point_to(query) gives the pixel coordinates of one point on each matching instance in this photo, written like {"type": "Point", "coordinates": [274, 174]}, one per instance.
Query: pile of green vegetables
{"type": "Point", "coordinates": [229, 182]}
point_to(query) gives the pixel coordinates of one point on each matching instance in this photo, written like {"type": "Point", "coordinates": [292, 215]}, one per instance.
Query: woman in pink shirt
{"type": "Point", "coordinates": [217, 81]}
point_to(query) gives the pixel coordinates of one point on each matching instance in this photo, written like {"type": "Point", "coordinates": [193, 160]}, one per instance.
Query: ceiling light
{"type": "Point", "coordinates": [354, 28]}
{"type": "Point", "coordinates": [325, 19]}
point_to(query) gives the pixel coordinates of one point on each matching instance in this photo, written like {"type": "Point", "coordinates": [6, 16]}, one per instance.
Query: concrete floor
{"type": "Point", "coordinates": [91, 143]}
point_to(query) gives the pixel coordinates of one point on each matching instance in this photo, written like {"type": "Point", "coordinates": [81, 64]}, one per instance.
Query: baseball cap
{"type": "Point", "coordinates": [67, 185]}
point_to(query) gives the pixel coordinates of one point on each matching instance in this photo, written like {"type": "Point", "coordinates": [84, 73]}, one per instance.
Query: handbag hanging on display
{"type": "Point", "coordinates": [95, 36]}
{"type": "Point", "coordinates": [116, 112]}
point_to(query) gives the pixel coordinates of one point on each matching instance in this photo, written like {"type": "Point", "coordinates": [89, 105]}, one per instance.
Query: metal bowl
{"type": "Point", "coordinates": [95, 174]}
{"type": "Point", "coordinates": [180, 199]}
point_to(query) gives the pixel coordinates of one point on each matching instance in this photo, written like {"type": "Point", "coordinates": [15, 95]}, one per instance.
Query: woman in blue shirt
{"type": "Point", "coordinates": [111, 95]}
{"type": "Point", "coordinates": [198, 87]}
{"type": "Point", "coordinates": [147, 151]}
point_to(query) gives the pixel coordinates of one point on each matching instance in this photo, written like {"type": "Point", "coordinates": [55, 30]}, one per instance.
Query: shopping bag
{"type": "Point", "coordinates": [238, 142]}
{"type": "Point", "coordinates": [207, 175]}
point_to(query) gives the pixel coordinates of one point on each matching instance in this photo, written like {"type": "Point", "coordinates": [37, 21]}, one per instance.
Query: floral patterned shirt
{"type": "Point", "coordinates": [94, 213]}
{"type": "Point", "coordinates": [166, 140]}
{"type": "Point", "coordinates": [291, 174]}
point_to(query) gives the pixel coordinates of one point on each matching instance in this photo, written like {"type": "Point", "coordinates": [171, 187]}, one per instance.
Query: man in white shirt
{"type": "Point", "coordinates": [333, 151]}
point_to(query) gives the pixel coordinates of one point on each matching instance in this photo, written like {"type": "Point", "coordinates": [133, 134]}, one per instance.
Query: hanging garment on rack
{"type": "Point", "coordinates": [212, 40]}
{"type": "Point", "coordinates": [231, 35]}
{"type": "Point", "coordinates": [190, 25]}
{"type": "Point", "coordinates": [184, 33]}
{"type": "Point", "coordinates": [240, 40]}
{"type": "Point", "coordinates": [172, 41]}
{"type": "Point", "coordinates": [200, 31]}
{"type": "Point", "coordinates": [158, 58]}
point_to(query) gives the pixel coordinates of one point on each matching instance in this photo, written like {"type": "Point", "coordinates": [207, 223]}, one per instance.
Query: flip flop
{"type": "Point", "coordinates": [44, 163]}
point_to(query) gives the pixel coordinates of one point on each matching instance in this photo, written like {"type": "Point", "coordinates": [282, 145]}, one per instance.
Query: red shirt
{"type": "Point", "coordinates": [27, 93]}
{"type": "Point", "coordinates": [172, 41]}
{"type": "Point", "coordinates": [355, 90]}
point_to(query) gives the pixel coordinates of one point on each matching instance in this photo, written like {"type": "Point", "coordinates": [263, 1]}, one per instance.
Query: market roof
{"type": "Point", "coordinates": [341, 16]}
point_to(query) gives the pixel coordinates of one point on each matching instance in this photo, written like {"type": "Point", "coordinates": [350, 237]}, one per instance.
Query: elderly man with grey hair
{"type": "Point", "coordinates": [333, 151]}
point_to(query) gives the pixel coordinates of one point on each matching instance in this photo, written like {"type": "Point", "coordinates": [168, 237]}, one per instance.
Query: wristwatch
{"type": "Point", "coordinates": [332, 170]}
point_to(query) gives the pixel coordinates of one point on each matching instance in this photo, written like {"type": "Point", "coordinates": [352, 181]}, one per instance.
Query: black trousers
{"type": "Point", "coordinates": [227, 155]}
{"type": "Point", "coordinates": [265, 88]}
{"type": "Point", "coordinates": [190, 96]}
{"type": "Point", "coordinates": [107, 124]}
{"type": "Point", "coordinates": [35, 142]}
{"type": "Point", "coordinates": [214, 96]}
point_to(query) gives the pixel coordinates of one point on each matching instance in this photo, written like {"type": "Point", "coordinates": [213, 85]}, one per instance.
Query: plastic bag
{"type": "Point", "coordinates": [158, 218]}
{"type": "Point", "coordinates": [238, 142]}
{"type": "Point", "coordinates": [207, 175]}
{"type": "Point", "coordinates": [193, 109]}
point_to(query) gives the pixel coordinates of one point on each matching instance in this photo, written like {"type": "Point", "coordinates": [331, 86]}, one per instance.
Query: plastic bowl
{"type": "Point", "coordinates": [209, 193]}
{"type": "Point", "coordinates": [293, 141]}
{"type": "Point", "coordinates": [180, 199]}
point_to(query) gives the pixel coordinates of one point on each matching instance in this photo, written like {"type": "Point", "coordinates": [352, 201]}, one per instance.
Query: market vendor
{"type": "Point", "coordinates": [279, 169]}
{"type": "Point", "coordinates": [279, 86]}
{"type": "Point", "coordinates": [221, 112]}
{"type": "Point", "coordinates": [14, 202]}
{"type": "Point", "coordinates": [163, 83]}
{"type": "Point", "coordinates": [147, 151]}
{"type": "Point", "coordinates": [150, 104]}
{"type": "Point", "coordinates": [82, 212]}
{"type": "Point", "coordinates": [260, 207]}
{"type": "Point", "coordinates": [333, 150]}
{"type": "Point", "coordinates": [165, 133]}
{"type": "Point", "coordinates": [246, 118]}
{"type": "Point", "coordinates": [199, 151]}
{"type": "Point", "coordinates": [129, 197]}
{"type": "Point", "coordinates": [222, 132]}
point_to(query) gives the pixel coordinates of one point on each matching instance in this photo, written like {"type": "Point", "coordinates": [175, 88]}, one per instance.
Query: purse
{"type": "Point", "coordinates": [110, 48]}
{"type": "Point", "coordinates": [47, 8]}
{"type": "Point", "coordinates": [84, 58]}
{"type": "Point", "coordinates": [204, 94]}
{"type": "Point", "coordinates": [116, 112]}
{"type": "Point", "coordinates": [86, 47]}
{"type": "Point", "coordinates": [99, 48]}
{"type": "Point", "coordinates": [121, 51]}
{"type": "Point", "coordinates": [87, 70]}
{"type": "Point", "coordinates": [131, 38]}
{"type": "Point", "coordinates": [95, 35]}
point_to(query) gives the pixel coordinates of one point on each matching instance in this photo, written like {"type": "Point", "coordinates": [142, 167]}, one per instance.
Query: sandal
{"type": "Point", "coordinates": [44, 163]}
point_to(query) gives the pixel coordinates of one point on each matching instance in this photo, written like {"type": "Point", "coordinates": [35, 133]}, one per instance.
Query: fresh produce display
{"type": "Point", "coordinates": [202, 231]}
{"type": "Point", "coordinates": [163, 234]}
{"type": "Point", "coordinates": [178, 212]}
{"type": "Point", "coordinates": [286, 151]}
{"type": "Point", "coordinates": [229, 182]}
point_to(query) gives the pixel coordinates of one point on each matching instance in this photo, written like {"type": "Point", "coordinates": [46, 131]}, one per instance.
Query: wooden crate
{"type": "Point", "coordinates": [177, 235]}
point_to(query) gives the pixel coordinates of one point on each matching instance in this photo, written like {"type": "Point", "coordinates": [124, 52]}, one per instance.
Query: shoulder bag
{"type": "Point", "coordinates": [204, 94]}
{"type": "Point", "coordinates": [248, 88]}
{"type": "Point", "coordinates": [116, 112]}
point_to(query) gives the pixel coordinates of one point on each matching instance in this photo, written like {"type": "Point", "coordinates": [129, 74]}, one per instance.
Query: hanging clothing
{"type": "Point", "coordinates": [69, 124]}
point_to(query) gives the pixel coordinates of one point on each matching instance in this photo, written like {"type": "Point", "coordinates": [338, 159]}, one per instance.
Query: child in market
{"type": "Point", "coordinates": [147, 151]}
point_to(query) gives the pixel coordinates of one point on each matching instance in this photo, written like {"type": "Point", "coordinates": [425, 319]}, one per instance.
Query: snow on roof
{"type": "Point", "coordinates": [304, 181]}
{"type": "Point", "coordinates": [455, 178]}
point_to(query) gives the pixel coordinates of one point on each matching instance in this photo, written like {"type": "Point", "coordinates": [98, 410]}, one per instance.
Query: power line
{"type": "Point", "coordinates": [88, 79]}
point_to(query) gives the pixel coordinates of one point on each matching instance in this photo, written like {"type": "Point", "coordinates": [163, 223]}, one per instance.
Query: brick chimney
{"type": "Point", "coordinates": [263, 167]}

────

» ACTIVITY:
Please restate, exactly as written, the line that holds "Query: power line" and all remaining lines of the data above, and only those.

» ANSWER SPACE:
Query: power line
{"type": "Point", "coordinates": [88, 79]}
point_to(query) gives the pixel coordinates of one point on each matching instance in this photo, written like {"type": "Point", "coordinates": [163, 223]}, one per instance.
Query: brick chimney
{"type": "Point", "coordinates": [263, 167]}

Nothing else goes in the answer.